● Text passage:
________

Wow, you have not spent much time on gripshifters, have you? Because as someone who has used both a lot over the years and even decided to give the newer SRAM triggers a try, I could not disagree more. Armchair analyze it all you want, but for a lot of people, grips just work better. Awkward angles making you wreck? Please stop talking utter nonsense. I would MUCH prefer to shift in the rough with grips. Please don't talk about people not knowing how to use triggers when you obviously don't know much about using twisties. You are just repeating the drivel that you always here from people who never spent the time learning to use grips.

Sorry, but SRAM really crapped the bed on this one. I am willing to bet that they will eventually come around and offer 10 speed twisties.


----------



## kapusta (Jan 17, 2004)

eliflap said:


> as Blown wrote, old 9.0 grips


Those were the deal! I've got a set of 7.0's (identical except for color) that have been in use since 2001. A few years after I picked up another set as backup for $20. Still have them in the original box. I never understood why they stopped making them that style, they seemed simpler, and I thought they had better action as you shift than the newer models. I also have an 8 sp 9.0 set.


----------



## ncj01 (Jan 13, 2004)

Gripshifts are for Girly-Men.


----------



## stefano_cercone (Sep 30, 2009)

ncj01 said:


> Gripshifts are for Girly-Men.


So that's why you use them


----------



## Guest (Dec 9, 2009)

________

● Entries supplied:
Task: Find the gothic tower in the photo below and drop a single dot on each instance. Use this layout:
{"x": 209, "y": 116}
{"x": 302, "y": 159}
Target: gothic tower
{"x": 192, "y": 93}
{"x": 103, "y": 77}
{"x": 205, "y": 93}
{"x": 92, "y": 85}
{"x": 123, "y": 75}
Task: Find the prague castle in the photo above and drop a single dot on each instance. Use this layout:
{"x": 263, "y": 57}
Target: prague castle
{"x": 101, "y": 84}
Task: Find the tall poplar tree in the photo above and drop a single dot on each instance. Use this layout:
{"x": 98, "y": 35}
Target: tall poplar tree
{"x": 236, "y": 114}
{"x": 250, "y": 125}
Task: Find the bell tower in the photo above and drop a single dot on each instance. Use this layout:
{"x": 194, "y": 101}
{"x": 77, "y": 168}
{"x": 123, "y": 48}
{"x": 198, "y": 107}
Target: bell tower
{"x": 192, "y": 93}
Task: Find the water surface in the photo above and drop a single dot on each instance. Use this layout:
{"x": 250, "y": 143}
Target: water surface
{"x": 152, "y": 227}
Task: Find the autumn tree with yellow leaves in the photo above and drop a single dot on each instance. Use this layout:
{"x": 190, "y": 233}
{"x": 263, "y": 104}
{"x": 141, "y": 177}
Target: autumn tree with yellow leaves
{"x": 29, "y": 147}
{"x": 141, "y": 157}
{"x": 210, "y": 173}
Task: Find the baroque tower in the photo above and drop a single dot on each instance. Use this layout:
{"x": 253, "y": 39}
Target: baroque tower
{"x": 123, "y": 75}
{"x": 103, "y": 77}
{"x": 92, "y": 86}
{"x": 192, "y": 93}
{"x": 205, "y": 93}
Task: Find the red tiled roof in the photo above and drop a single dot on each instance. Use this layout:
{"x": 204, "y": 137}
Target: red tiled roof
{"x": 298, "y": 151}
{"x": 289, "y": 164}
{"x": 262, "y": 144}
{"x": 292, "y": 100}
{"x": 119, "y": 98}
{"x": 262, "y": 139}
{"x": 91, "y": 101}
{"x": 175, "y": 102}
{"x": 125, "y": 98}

________

● Prompt A: Condense the paragraph of the gripshift forum thread that begins "Those were the deal!" into a short bulleted list that keeps its main facts.
● Prompt B:
Answer these questions from the gripshift forum thread:
(i) Which newer SRAM shifters did the first poster decide to try?
(ii) What does the first poster bet SRAM will eventually offer?
(iii) How much did kapusta pay for the backup set of grips?
● Prompt C: Write out the part of the gripshift forum thread between "Sorry, but SRAM" and "(Jan 17, 2004)", inclusive.
Base every answer only on the forum thread itself.

● Right answer A:
- The poster's 7.0 grips match the old 9.0 grips except for color and have been in use since 2001.
- A few years later, the poster bought another set as a backup for $20 and still has it in the original box.
- The poster never understood why that style was discontinued. It seemed simpler and shifted better than the newer models.
- The poster also owns an 8-speed 9.0 set.

● Right answer B:
(i) The newer SRAM triggers.
(ii) 10 speed twisties.
(iii) $20.

● Right answer C:
Sorry, but SRAM really crapped the bed on this one. I am willing to bet that they will eventually come around and offer 10 speed twisties.


----------



## kapusta (Jan 17, 2004)